Stated goal.
Reproduce every one of the records below verbatim, line for line, in their original order.

Excerpted data.
════════

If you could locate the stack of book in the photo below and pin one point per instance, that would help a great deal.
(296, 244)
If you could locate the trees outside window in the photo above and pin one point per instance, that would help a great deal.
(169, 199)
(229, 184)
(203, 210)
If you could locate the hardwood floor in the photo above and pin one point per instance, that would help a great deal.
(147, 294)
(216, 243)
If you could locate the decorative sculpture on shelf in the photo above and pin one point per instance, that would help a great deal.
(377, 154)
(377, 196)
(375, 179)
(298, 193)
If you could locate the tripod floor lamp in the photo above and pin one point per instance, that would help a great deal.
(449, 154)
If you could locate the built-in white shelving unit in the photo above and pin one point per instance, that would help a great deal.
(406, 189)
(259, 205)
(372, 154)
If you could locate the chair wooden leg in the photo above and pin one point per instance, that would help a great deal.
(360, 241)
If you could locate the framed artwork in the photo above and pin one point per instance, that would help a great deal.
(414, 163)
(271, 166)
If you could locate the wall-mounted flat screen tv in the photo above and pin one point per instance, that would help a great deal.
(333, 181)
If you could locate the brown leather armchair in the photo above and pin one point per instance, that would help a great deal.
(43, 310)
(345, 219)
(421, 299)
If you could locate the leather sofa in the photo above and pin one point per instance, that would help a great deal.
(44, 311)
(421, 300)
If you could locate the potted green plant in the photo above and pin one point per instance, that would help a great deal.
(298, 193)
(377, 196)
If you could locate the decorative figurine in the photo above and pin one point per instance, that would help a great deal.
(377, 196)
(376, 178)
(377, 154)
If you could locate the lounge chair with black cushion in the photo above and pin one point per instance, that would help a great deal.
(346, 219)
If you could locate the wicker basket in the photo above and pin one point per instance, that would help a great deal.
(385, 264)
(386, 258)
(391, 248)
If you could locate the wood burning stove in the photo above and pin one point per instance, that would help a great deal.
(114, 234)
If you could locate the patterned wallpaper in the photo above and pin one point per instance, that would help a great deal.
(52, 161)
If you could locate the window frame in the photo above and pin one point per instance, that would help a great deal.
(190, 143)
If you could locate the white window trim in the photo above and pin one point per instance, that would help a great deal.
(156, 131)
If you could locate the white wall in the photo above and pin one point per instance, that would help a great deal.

════════

The answer.
If you could locate the stack of book in the photo below and pin one point per instance, that would help a great deal.
(296, 244)
If you could locate the trees outside window in the photo above and pin one point per instance, that would help a great deal.
(169, 199)
(229, 184)
(203, 210)
If you could locate the hardwood floor in the photo above and pin one point per instance, that would help a great deal.
(147, 294)
(216, 243)
If you could locate the decorative sculpture on shelf in the photo above and pin one point per instance, that would help a great deal.
(377, 154)
(377, 196)
(375, 179)
(298, 193)
If you could locate the tripod floor lamp in the photo above and pin one point per instance, that would help a great deal.
(449, 154)
If you could locate the built-in white shelving unit in the photo above and pin one point per instance, that would help a great deal.
(406, 189)
(259, 205)
(372, 154)
If you could locate the chair wooden leg in the photo above and pin one point per instance, that would help a great deal.
(360, 241)
If you could locate the framed artwork in the photo above and pin one point per instance, that would help a great deal.
(414, 163)
(271, 166)
If you could locate the wall-mounted flat screen tv in the photo above and pin one point per instance, that would help a great deal.
(333, 181)
If you could locate the brown leather armchair in the photo above and pin one point per instance, that would help a great deal.
(43, 310)
(345, 219)
(421, 299)
If you could locate the leather sofa in the photo above and pin one point per instance, that would help a great deal.
(44, 311)
(421, 300)
If you could locate the potted green plant in the photo above and pin one point per instance, that would help a great deal.
(298, 193)
(377, 196)
If you could locate the decorative figurine in the photo above and pin one point per instance, that would help a great deal.
(377, 196)
(376, 178)
(377, 154)
If you could locate the lounge chair with black cushion in the photo above and pin one point per instance, that would help a great deal.
(346, 219)
If you could locate the wicker basket in the photo above and pin one point per instance, that would help a great deal.
(385, 264)
(386, 258)
(391, 248)
If you could locate the wood burning stove in the photo above and pin one point per instance, that would help a great deal.
(114, 234)
If you could locate the patterned wallpaper in the photo above and pin one point per instance, that would help a great deal.
(52, 161)
If you could locate the window frame in the photo above and pin one point per instance, that would help a great deal.
(190, 143)
If you could locate the white window trim in the photo above and pin one point per instance, that would help a great deal.
(156, 131)
If you could locate the white wall in the photo above and pin one point per instance, that would help a great deal.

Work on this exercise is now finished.